‘He Was Rolling Around, Going Crazy’: Jury Hears Daniel Penny in His Own Words During Police Interrogation Describe Homeless Michael Jackson Impersonator
The jury also heard from the Marines martial arts trainer who taught the defendant how to perform the deadly chokehold.
The jury in the trial of Daniel Penny, the Marine veteran who put a Michael Jackson impersonator in a fatal chokehold on a New York subway last year, heard the defendant speak for the first time since the trial began when prosecutors played Mr. Penny’s interrogation video.
“He was rolling around, going crazy. So I was trying to keep him from going nuts,” Mr. Penny is seen on the recording, as he speaks to New York police department detectives Brian McCarthy and Michael Medina, who interviewed him at the precinct shortly after the tragic incident occurred.
Mr. Penny, 26, is charged with second-degree manslaughter and negligent homicide in the death of Neely, who was homeless and 30 years old on his final day. Mr. Penny has pleaded not guilty, and insists he did not mean to kill Neely, but was trying to protect himself and fellow passengers from what he perceived to be a dangerous man on the subway.
On Thursday, assistant district attorney Dafna Yoran, who is prosecuting the case on behalf on Manhattan district attorney Alvin Bragg, called Detective McCarthy to the witness stand and played the video, which was recorded when the detective and his college interviewed Mr. Penny inside a closed room at the 5th Precinct, which is located in Chinatown at downtown Manhattan.
The 26 year old, who is originally from West Islip on Long Island, was a student living in the East Village at the time, and the Second Avenue on the F-line was the stop, where he would usually get off to go home.
But on that Monday, May 1, 2023, he wanted to go to his gym on 23rd Street, he told the detective. “My class got out at 12. I was going to the gym,” Mr. Penny can be seen saying. It is the first time the jury got to hear the defendant speak since the trial began. Mr. Penny, who enters and exits the courtroom surrounded by security guards, dressed in slim-fitting suits, has not shown any kind of emotional reaction to the witness testimony, nor does he make any facial expressions.
But on Thursday, the jury got to see a different image than the stone-faced man they see in the courtroom. Talking to the detectives, wearing a tanned jacket and baseball cap, and chewing gum, Mr. Penny appeared to be younger and a lot less tense.
At the time of the interrogation, the detective testified, Mr. Penny did not know that Neely had been pronounced dead at the hospital.
Mr. Penny told the officers that Neely entered the subway at the same Second Avenue stop where Mr. Penny would normally get off to go home. “He got on diagonally from me,” Mr. Penny told the detectives, saying that he was standing and not sitting down, and listening to music with headphones. But then he heard Neely aggressively shouting things like, “I’m gonna kill everybody… I can go to prison… I don’t care.“
“He wanted things,” Mr. Penny told the officers, and when they asked what he wanted, he said Sprite and Ginger Ale.
Mr. Penny demonstrated to the officers the chokehold he put Neely in and told them, “I’m not trying to kill the guy. I’m trying to deescalate the situation… He was threatening people.” Mr. Penny said that Neely was “squirming” and “resisting” and he was trying to “hold him down” until the police arrived, and that he “wasn’t trying to injure him.”
The trial will continue on Friday. The prosecution is expected to rest its case on Friday after finishing the testimony of the medical examiner, who ruled Neely’s death a homicide and who began her testimony on Thursday afternoon.
It is unclear if the defense will call Mr. Penny to the witness stand.

Input data =
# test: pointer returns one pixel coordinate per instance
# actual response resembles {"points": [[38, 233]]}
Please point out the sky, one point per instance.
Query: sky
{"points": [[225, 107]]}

Work required = Reproduce the trial report from "Mr. Penny told the officers that" up to and including "and Ginger Ale.", renaming "Sprite" as "root beer". The items above come from a source unrelated to the trial report.

Task output =
Mr. Penny told the officers that Neely entered the subway at the same Second Avenue stop where Mr. Penny would normally get off to go home. “He got on diagonally from me,” Mr. Penny told the detectives, saying that he was standing and not sitting down, and listening to music with headphones. But then he heard Neely aggressively shouting things like, “I’m gonna kill everybody… I can go to prison… I don’t care.“
“He wanted things,” Mr. Penny told the officers, and when they asked what he wanted, he said root beer and Ginger Ale.